Exercise description: Each of the lines below must be written out exactly as shown.

Dataset entries:
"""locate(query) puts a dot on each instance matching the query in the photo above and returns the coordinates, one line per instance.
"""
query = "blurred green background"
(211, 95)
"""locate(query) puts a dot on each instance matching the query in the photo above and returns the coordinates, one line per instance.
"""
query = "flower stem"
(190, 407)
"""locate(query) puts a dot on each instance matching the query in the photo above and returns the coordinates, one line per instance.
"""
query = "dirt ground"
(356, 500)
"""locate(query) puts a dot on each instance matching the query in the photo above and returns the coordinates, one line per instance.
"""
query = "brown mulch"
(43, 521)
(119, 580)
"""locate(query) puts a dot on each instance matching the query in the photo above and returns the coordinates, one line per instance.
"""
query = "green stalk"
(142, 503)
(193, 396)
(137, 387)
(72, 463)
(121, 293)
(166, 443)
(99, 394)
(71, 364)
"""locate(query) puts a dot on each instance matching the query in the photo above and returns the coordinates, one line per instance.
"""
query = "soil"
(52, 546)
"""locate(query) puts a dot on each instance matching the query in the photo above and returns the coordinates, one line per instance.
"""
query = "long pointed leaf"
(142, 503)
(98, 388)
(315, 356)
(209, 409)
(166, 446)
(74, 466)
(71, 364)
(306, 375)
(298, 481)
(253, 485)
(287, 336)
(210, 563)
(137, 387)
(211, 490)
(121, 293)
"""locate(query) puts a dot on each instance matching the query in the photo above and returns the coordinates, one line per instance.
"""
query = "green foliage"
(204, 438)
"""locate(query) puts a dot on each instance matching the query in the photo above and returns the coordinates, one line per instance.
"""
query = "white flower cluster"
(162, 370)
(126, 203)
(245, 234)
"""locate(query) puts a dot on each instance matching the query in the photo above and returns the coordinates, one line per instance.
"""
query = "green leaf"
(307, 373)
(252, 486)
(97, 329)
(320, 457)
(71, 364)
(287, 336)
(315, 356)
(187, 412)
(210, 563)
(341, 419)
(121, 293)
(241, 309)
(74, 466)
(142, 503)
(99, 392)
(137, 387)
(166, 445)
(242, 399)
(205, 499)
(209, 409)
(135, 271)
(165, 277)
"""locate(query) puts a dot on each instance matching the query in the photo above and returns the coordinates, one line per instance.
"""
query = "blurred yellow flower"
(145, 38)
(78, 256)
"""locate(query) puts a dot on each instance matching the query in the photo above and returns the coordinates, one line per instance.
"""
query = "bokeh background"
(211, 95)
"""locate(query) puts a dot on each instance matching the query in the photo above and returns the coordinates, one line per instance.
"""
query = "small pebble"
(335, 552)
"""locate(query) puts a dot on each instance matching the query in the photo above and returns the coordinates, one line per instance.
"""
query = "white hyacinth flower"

Exercise result:
"""locate(query) puts a dot on each instance matching the query in the photo above and returns the coordinates, one line per instance.
"""
query = "blurred green background"
(211, 95)
"""locate(query) puts a dot on each instance matching the query in the photo above and returns the coordinates, one line per instance.
"""
query = "flower stem"
(190, 407)
"""locate(query) puts a dot on each instance matching the query in the photo above and returns the coordinates, one line per instance.
"""
query = "dirt ground"
(356, 500)
"""locate(query) puts a dot on each instance matching the query in the photo above and returns the coordinates, one line per instance.
"""
query = "brown mulch"
(43, 521)
(119, 580)
"""locate(query) puts a dot on each instance matching the query in the photo above and returns the coordinates, one line per instance.
"""
query = "green stalk"
(142, 503)
(193, 396)
(137, 387)
(72, 463)
(121, 293)
(166, 443)
(99, 394)
(71, 364)
"""locate(query) puts a dot on each instance matching the query in the photo above and returns the coordinates, one line per instance.
"""
query = "soil"
(52, 546)
"""locate(query) puts a dot on each instance matching the query in the photo above and returns the coordinates, one line per instance.
"""
query = "long pointed leaf"
(142, 503)
(98, 388)
(315, 356)
(209, 409)
(166, 446)
(74, 466)
(71, 364)
(306, 375)
(298, 481)
(253, 485)
(287, 336)
(210, 563)
(137, 387)
(211, 490)
(121, 293)
"""locate(query) puts a dot on each instance matching the query in the photo above and returns the coordinates, one line per instance.
"""
query = "green foliage"
(204, 438)
"""locate(query) puts a dot on each instance matching the query in the photo above and returns the coordinates, one line per instance.
"""
query = "white flower cluster"
(162, 370)
(126, 203)
(245, 234)
"""locate(query) puts a dot on each instance matching the query in the photo above and returns the coordinates, one line per instance.
"""
query = "green leaf"
(307, 373)
(252, 486)
(97, 329)
(320, 457)
(71, 364)
(287, 336)
(315, 356)
(187, 412)
(210, 563)
(341, 419)
(121, 293)
(241, 309)
(74, 466)
(142, 503)
(99, 392)
(137, 387)
(166, 445)
(242, 399)
(205, 499)
(209, 409)
(135, 271)
(165, 277)
"""locate(query) puts a dot on each instance matching the query in the photo above and returns the coordinates, one line per instance.
"""
query = "blurred yellow flower"
(145, 38)
(78, 256)
"""locate(query) puts a dot on each instance matching the query in the photo above and returns the coordinates, one line per instance.
"""
query = "bokeh background"
(211, 95)
"""locate(query) puts a dot on each instance matching the query in the photo above and returns the coordinates, one line per instance.
"""
query = "small pebble"
(335, 552)
"""locate(query) puts a dot on each instance matching the query in the photo above and returns the coordinates, one line per instance.
"""
query = "white hyacinth flower"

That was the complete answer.